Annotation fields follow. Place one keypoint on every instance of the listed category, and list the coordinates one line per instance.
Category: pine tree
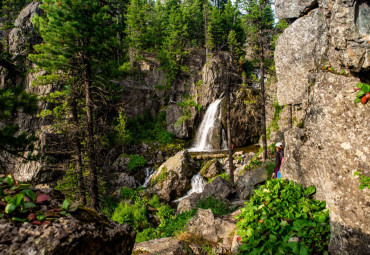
(259, 23)
(78, 38)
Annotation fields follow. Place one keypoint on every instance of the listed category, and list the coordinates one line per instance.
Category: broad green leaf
(31, 194)
(19, 200)
(360, 93)
(357, 100)
(29, 205)
(366, 88)
(303, 250)
(10, 208)
(40, 217)
(359, 85)
(18, 219)
(65, 205)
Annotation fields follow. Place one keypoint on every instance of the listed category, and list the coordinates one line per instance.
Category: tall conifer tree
(78, 36)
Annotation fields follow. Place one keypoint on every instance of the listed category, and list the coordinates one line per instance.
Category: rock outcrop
(218, 188)
(168, 246)
(173, 177)
(333, 140)
(211, 169)
(218, 231)
(249, 179)
(290, 9)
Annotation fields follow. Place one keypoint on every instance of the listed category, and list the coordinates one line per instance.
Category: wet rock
(213, 229)
(23, 34)
(333, 144)
(249, 179)
(188, 203)
(125, 180)
(300, 50)
(168, 246)
(211, 169)
(219, 189)
(86, 232)
(287, 9)
(173, 177)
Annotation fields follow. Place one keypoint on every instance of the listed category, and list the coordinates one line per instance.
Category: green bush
(279, 211)
(136, 161)
(154, 202)
(218, 207)
(134, 214)
(223, 175)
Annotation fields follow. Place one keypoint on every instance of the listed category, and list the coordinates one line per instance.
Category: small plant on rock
(363, 93)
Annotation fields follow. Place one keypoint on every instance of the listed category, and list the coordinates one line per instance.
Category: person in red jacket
(279, 159)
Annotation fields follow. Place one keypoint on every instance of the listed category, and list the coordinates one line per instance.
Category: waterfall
(203, 138)
(149, 172)
(197, 186)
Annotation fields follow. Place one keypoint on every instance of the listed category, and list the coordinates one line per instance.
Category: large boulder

━━━━━━

Work task -> Leave out the images and copy every record above exactly.

Your solution ->
Annotation fields follow. Place one keypoint on every instance of the listed category, and list the coordinates one line per instance.
Category: pine tree
(259, 23)
(78, 38)
Annotation fields follow. Place one keypoint on every instance of the listed category, and list the coordinates one line per instance.
Category: broad green leaf
(31, 194)
(19, 200)
(360, 93)
(357, 100)
(29, 205)
(366, 88)
(303, 250)
(10, 208)
(40, 217)
(359, 85)
(18, 219)
(65, 205)
Annotation fields follow. Place one keypoint on every instance of the listed category, and list the coordinates one line per instance.
Category: tall conifer tree
(78, 36)
Annotation fields follow. Place one keypoint on every instance of the listed category, and list the coordinates one line per instance.
Category: rock outcrop
(218, 188)
(168, 246)
(173, 177)
(333, 140)
(211, 169)
(218, 231)
(249, 179)
(290, 9)
Annotation fields follow. Place one keypoint on every instance of the listed category, and list the coordinates one line per instance.
Category: wet rock
(213, 229)
(23, 34)
(333, 144)
(249, 179)
(188, 203)
(125, 180)
(300, 50)
(168, 246)
(211, 169)
(219, 189)
(86, 232)
(287, 9)
(173, 177)
Annotation fields follow. Place one keypoint on every instance of the listed category, and list the coordinates one line per instance.
Category: green bush
(279, 211)
(136, 161)
(154, 202)
(218, 207)
(134, 214)
(223, 175)
Annotation fields follow. Place one keypoint on every instance of the listed category, and list the coordinates one line per instance.
Category: small plant on rock
(363, 93)
Annotation fields follow. Place one keypoint on every instance of the listed category, and list the coordinates one line per instance.
Category: person in red jacket
(279, 159)
Annotation fields follow. Place one keypoint on every instance of the listed category, and list the coordinates one line per instance.
Category: waterfall
(203, 138)
(149, 172)
(197, 186)
Annotation fields follow. Place one keypoint on every instance of the listed category, and list the coordinates one line per instance.
Category: large boulder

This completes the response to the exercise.